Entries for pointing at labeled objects

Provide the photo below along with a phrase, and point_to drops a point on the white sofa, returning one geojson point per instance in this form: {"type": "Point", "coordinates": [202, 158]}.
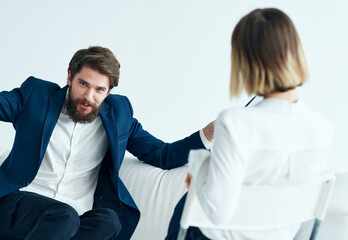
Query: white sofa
{"type": "Point", "coordinates": [156, 192]}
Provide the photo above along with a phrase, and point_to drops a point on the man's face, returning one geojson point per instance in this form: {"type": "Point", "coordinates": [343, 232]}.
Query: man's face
{"type": "Point", "coordinates": [88, 90]}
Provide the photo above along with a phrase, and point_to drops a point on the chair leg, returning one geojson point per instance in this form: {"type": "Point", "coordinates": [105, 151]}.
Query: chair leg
{"type": "Point", "coordinates": [315, 229]}
{"type": "Point", "coordinates": [182, 234]}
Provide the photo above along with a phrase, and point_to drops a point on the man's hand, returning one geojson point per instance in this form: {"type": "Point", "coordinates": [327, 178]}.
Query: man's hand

WHAT NEEDS TO BE DONE: Rewrite every line of the records above as a numbered list, skipping any blank lines and omitting the pictures.

FINAL RESULT:
1. Provide the photo below along with a phrase, and point_to drops a point on the white sofa, returning one geojson point per instance in this form: {"type": "Point", "coordinates": [202, 158]}.
2. Query: white sofa
3. {"type": "Point", "coordinates": [156, 192]}
4. Provide the photo above along with a phrase, and point_to drops a point on the man's face, returning one geojson point per instance in this form: {"type": "Point", "coordinates": [343, 232]}.
5. Query: man's face
6. {"type": "Point", "coordinates": [88, 90]}
7. Provide the photo above along with a phrase, and point_to drops a point on the chair leg, returning one geojson point per instance in this form: {"type": "Point", "coordinates": [105, 151]}.
8. Query: chair leg
9. {"type": "Point", "coordinates": [315, 229]}
10. {"type": "Point", "coordinates": [182, 234]}
11. Provide the photo above along with a phrase, and point_to drops a point on the man's hand, returning one geojson point per instance in this form: {"type": "Point", "coordinates": [327, 178]}.
12. Query: man's hand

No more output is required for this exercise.